Task directions: Please repeat the line that has "Query: rooster head" and all lines after it, exactly as they appear, through the end of the entries.

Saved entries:
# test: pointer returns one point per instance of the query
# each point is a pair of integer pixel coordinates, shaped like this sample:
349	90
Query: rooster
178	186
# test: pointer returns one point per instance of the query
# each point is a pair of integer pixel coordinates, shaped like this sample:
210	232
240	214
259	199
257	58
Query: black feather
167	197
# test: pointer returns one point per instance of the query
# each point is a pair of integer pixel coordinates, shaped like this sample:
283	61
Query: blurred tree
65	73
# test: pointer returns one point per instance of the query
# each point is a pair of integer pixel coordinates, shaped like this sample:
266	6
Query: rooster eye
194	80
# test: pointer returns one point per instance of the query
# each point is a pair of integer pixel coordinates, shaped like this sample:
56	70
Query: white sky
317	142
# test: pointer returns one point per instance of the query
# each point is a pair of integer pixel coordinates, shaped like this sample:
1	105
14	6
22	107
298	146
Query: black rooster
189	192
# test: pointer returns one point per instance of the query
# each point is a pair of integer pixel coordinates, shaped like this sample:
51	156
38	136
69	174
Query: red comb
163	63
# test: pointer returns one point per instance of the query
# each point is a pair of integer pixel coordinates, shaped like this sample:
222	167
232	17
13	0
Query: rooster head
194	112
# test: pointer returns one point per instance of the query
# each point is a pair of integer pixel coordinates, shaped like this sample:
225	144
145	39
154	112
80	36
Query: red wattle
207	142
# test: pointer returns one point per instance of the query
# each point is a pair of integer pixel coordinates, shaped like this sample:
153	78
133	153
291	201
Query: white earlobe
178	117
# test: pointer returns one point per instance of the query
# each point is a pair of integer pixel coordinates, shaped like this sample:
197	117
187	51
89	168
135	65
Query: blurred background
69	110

Reply:
Query: rooster head
194	112
# test: pointer returns one point per instance of the query
# each point is a pair of integer pixel coordinates, shaped like this sample:
225	144
145	39
154	112
80	36
Query: red wattle
207	142
# test: pointer returns one point per instance of the query
# each point is a pair of integer pixel coordinates, shaped like this sample:
153	78
133	153
291	201
Query: white earlobe
178	117
# test: pointer returns one point per instance of the query
# each point is a pair of integer pixel coordinates, shaped like this sample:
197	117
187	51
89	168
135	65
Query: blurred background
69	110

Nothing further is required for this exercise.